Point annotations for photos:
-- BEGIN --
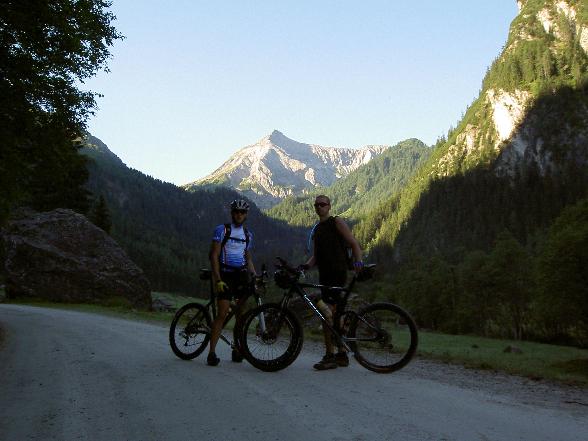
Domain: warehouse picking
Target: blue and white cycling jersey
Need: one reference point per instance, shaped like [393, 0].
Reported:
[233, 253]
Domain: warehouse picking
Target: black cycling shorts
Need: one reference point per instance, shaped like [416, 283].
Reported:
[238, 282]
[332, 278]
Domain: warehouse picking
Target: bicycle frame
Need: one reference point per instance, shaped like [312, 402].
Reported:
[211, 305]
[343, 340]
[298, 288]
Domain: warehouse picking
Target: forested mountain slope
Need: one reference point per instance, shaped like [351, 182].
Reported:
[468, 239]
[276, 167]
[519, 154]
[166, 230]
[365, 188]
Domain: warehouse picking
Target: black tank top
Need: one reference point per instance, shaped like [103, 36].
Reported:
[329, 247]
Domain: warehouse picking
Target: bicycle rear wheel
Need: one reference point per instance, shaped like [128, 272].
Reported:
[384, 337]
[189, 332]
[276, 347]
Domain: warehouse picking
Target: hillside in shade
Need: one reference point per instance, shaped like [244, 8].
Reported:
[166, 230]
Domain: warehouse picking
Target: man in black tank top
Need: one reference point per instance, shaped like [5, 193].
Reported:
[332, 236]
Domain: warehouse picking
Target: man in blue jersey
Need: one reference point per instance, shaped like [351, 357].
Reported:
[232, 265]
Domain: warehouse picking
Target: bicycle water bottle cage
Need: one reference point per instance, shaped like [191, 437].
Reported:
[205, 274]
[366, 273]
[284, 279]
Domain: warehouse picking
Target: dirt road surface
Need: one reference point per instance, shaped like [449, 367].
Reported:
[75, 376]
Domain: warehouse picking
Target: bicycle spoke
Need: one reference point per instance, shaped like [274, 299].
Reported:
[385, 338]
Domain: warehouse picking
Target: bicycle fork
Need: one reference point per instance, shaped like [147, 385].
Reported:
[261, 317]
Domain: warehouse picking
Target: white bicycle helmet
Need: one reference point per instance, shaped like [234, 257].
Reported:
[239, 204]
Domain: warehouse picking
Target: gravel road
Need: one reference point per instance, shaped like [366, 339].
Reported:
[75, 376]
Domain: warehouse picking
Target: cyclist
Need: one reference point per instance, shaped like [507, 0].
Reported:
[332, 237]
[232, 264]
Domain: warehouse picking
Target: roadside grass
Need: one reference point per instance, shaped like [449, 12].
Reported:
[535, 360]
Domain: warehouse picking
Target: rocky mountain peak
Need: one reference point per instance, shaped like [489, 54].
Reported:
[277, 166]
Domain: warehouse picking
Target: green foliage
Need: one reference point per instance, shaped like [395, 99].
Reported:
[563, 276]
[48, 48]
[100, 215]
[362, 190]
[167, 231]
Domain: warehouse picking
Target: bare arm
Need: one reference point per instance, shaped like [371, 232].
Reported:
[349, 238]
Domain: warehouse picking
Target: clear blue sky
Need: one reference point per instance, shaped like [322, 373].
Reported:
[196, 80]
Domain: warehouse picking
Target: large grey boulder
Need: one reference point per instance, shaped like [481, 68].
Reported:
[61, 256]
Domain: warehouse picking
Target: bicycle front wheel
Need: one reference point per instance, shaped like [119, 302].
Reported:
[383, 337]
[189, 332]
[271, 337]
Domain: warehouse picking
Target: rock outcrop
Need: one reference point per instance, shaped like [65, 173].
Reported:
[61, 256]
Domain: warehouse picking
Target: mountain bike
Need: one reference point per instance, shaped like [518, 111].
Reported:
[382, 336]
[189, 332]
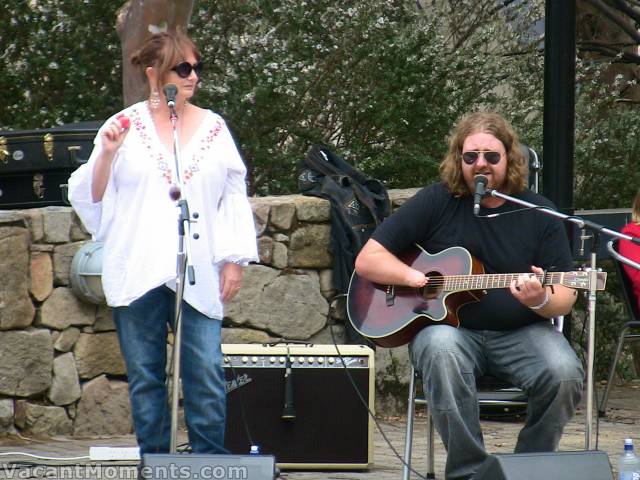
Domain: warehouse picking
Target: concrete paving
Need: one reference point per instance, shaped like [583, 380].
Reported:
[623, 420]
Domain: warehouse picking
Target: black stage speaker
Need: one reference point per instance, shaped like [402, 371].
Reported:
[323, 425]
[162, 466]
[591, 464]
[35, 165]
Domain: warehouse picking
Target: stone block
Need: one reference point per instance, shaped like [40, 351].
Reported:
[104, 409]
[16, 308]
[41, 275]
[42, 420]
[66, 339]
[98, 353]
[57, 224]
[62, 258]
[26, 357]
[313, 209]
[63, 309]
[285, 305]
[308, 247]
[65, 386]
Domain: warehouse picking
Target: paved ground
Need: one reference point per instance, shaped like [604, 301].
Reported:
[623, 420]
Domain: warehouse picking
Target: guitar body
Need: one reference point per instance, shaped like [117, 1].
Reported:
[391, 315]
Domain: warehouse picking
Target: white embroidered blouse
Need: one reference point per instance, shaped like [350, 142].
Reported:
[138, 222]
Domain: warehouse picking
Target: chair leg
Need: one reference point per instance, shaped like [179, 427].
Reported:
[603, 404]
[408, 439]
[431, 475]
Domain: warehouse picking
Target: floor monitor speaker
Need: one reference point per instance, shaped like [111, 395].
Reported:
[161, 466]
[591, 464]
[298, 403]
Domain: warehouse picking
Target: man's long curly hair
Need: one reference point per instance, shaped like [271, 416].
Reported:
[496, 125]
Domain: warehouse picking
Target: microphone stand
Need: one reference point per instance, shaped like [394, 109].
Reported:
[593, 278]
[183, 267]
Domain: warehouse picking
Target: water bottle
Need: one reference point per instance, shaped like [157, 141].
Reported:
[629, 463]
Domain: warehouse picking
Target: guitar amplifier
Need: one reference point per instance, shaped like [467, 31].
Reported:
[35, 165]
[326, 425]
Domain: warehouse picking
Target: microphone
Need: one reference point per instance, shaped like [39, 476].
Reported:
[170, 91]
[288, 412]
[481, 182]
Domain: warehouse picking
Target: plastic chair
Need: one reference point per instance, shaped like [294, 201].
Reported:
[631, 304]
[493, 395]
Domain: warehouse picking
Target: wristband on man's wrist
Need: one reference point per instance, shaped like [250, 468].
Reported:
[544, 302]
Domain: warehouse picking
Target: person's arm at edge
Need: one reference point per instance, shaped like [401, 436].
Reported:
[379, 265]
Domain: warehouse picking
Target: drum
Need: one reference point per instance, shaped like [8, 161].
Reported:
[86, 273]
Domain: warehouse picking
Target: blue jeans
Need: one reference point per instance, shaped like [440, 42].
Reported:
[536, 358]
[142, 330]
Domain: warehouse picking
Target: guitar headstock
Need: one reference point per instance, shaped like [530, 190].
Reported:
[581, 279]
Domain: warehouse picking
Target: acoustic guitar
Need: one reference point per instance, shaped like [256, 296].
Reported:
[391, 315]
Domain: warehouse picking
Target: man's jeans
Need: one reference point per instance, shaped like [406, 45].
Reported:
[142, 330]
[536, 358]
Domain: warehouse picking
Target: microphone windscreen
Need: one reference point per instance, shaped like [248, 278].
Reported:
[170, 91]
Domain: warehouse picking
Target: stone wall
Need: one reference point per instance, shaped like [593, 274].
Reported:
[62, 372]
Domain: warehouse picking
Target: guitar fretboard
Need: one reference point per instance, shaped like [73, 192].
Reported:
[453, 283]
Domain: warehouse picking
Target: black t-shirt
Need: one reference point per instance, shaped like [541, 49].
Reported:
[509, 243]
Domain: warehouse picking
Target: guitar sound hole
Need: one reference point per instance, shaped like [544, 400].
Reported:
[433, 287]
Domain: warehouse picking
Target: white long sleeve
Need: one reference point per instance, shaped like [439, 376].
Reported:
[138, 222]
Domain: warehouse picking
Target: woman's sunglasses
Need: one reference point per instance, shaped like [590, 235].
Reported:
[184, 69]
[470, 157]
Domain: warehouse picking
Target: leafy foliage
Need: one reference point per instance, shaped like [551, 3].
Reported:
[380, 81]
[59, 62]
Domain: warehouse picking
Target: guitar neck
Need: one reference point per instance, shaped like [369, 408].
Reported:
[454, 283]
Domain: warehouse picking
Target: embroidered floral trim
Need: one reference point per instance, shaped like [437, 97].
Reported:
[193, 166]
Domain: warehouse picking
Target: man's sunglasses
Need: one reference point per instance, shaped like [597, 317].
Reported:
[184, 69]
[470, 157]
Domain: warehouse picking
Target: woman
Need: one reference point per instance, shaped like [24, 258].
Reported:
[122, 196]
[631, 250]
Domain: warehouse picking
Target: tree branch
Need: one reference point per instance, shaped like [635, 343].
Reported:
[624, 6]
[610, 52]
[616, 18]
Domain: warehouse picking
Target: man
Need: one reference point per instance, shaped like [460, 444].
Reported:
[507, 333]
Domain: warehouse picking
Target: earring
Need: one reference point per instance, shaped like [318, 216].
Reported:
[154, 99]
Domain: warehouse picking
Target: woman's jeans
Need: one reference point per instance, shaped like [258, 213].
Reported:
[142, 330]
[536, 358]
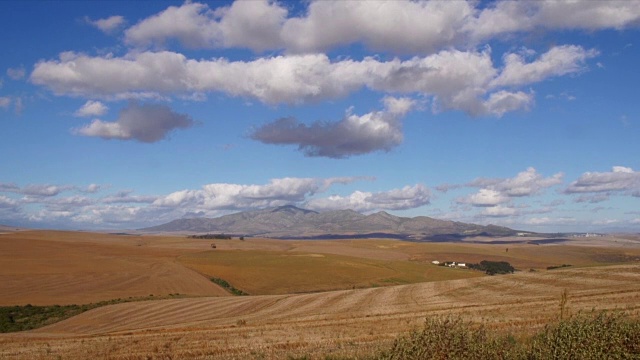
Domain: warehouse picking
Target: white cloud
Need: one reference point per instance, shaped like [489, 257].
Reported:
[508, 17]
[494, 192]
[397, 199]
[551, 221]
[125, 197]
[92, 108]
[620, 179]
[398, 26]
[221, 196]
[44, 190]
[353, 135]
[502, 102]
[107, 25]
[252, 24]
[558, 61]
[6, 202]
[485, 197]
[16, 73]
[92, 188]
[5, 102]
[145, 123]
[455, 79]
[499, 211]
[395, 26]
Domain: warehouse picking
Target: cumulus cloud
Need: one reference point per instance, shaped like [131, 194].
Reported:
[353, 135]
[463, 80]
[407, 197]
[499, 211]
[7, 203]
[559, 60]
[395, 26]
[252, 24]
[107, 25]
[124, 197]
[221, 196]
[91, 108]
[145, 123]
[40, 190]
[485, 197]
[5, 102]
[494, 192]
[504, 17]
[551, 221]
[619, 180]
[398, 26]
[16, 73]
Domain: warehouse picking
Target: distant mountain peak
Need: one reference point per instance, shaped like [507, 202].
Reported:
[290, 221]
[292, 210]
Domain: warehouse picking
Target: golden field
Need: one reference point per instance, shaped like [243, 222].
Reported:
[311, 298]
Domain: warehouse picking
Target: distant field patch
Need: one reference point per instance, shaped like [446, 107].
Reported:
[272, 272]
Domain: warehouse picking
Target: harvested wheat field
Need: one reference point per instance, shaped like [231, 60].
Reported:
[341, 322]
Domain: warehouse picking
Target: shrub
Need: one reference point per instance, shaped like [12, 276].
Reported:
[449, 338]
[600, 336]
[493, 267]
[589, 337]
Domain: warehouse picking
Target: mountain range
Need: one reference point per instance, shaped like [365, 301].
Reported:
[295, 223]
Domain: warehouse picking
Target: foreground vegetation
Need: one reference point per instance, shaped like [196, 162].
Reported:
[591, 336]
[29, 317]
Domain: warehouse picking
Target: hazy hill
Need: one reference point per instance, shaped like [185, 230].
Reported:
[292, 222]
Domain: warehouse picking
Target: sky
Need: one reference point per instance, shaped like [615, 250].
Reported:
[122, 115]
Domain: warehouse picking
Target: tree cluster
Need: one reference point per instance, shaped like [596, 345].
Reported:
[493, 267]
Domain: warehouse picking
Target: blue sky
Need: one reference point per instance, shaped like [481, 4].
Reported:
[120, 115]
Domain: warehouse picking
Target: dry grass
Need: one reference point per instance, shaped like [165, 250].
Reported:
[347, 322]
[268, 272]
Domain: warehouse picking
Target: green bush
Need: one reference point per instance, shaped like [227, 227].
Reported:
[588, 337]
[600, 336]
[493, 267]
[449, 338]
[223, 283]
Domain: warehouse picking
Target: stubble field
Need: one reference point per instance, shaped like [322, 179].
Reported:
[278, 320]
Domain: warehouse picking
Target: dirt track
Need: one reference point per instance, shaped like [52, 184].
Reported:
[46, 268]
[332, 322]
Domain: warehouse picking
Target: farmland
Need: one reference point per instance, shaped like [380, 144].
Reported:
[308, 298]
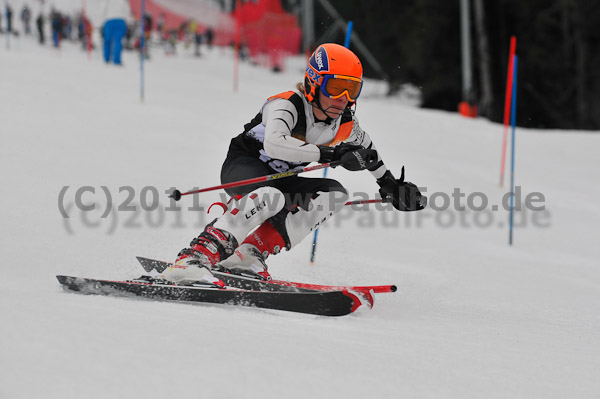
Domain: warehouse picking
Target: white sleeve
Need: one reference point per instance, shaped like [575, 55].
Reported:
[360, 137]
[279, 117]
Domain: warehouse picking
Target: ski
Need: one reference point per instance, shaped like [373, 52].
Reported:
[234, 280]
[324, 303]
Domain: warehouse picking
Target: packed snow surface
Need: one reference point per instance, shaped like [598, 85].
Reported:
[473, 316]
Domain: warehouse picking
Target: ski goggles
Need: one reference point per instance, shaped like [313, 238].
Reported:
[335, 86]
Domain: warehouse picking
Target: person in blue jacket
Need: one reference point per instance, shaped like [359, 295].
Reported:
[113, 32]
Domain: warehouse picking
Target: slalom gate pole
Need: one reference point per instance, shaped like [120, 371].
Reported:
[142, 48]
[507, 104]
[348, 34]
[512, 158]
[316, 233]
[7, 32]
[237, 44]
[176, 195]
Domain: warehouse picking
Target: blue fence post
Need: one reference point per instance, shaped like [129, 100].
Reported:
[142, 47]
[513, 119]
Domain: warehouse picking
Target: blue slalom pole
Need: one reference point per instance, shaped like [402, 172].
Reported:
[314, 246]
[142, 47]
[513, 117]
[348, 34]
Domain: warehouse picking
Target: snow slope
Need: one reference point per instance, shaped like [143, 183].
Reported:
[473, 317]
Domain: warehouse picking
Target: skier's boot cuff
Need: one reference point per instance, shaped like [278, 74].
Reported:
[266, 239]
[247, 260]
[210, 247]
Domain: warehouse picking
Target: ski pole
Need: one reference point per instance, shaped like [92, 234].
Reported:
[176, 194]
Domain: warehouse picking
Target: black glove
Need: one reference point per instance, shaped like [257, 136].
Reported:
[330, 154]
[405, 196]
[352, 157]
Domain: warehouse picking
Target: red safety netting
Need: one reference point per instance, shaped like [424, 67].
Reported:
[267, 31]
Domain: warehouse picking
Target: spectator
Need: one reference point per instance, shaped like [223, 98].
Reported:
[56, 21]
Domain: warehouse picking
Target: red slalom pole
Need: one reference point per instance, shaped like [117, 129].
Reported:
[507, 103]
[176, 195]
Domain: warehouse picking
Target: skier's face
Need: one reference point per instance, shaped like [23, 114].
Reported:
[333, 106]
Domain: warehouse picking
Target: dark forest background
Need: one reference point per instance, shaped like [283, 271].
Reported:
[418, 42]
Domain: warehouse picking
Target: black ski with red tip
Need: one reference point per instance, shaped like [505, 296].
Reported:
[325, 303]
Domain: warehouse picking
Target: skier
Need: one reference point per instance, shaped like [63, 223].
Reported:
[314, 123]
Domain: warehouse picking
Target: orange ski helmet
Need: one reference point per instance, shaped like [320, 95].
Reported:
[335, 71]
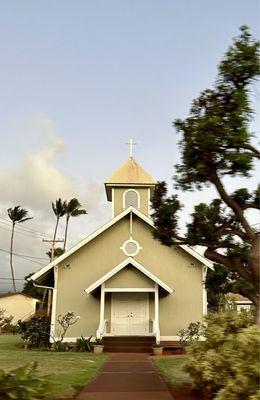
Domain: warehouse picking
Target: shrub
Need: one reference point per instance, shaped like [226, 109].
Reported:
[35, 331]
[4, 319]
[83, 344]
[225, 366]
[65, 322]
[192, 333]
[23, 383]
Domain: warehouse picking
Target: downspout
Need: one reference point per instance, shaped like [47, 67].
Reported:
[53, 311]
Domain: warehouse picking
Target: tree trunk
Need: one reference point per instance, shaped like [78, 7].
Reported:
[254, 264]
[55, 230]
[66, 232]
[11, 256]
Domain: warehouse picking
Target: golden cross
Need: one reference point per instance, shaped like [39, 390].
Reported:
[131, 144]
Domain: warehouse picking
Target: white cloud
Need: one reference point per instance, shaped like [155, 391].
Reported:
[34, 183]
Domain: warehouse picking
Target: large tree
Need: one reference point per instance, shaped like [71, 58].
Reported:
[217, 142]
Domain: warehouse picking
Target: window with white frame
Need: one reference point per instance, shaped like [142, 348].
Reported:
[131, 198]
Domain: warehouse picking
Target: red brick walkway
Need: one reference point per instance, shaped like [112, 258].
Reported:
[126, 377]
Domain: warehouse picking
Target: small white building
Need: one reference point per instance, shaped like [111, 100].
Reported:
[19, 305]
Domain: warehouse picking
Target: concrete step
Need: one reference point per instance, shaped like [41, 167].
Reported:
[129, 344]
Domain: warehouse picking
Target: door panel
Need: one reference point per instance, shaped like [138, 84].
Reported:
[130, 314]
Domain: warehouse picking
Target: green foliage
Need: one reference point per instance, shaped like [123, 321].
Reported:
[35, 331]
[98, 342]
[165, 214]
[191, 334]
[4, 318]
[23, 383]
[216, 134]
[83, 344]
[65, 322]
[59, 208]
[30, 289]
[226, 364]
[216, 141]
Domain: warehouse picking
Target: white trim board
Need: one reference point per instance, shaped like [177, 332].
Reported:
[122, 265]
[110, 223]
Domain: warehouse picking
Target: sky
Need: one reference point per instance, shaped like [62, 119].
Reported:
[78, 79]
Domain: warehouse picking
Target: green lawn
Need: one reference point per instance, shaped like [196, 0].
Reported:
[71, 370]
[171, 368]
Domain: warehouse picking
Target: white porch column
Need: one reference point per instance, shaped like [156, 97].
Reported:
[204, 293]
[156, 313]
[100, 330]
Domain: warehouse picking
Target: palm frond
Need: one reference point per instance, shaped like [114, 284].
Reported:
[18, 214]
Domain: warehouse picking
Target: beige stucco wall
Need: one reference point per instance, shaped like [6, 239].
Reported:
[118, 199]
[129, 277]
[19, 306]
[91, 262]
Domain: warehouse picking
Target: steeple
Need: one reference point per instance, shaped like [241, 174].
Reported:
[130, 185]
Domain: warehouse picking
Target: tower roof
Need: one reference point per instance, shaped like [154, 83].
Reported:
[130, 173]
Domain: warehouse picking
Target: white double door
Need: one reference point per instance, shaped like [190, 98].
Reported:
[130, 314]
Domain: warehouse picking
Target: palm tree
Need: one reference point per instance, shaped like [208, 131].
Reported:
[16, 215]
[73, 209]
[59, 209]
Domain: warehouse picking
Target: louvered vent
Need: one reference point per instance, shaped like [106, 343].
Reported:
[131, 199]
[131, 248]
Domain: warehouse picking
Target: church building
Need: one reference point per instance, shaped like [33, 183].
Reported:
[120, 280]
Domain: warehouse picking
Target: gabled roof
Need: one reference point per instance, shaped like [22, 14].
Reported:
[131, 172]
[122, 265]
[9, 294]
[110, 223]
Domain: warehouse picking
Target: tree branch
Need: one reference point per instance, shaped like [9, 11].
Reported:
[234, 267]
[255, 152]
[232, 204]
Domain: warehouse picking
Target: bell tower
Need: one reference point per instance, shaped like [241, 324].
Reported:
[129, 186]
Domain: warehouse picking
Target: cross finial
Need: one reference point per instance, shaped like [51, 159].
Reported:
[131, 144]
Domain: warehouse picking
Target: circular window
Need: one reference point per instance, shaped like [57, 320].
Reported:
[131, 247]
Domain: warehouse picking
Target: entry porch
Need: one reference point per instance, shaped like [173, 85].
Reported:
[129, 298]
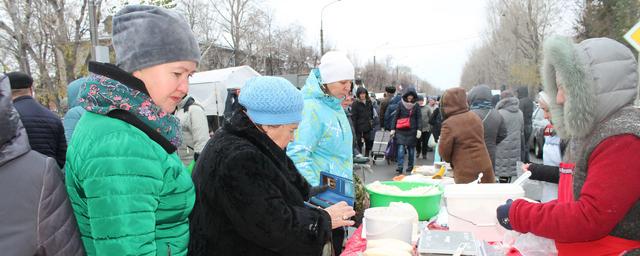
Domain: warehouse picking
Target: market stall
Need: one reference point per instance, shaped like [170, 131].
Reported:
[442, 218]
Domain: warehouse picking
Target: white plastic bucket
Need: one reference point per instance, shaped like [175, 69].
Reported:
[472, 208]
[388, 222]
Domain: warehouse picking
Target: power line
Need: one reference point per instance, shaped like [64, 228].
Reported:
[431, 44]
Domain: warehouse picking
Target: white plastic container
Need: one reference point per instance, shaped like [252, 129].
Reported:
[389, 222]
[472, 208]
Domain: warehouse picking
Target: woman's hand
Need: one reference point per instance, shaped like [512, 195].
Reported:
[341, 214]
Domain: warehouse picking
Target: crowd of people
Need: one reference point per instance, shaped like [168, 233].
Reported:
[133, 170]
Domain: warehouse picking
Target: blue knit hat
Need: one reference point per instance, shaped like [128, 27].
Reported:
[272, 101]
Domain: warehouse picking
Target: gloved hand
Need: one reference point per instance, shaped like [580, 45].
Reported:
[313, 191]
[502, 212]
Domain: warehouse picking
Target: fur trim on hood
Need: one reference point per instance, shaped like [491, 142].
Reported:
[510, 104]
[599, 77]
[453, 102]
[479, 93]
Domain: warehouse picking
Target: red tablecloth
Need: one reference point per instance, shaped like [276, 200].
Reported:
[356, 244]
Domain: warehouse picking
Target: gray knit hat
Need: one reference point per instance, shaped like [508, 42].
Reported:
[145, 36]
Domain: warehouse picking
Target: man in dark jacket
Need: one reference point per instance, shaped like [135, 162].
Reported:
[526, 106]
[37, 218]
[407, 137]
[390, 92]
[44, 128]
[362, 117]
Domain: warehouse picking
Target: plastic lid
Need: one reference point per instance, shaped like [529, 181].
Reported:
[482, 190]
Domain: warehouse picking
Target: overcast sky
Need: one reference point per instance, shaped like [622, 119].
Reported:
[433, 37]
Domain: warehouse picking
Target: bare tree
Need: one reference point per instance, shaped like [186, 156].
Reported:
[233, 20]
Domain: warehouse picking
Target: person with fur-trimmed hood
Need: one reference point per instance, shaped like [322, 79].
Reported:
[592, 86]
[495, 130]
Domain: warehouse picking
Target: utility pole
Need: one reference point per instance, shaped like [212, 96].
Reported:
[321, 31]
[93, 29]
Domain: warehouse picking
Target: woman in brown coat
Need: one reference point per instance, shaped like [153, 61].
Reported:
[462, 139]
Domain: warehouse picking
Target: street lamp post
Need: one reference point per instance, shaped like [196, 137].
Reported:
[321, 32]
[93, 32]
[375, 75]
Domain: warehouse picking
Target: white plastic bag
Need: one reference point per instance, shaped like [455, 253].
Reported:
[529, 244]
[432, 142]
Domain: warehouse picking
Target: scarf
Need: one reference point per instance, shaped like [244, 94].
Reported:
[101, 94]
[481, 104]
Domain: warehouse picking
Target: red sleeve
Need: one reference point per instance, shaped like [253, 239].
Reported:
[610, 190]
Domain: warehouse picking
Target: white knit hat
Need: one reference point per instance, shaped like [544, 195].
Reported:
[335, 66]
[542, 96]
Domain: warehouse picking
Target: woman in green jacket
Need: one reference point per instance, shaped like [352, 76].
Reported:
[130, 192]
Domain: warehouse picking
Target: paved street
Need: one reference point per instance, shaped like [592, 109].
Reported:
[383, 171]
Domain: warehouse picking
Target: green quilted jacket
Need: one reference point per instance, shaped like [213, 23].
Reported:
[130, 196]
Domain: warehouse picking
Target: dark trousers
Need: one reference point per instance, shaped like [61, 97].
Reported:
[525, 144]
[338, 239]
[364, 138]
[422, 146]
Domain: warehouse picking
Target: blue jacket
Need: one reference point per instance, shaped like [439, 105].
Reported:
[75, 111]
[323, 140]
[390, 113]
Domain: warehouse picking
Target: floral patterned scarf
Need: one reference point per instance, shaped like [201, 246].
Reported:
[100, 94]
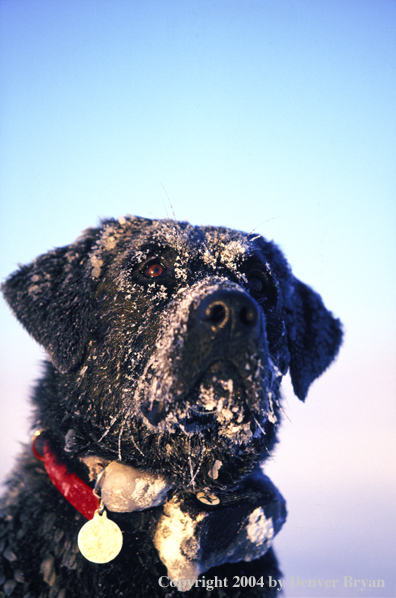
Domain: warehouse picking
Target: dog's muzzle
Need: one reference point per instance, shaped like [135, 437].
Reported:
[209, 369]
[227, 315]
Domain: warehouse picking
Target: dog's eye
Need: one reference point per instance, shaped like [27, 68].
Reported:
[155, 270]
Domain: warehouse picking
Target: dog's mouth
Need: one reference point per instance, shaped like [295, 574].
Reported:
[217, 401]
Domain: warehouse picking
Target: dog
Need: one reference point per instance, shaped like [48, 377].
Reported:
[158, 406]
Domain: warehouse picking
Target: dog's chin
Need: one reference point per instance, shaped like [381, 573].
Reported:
-- END --
### WHAT TO WORK ON
Which lines in the items contain the word "golden"? Extract each of them.

### RESULT OF THIS EXERCISE
Target: golden field
Target: golden cross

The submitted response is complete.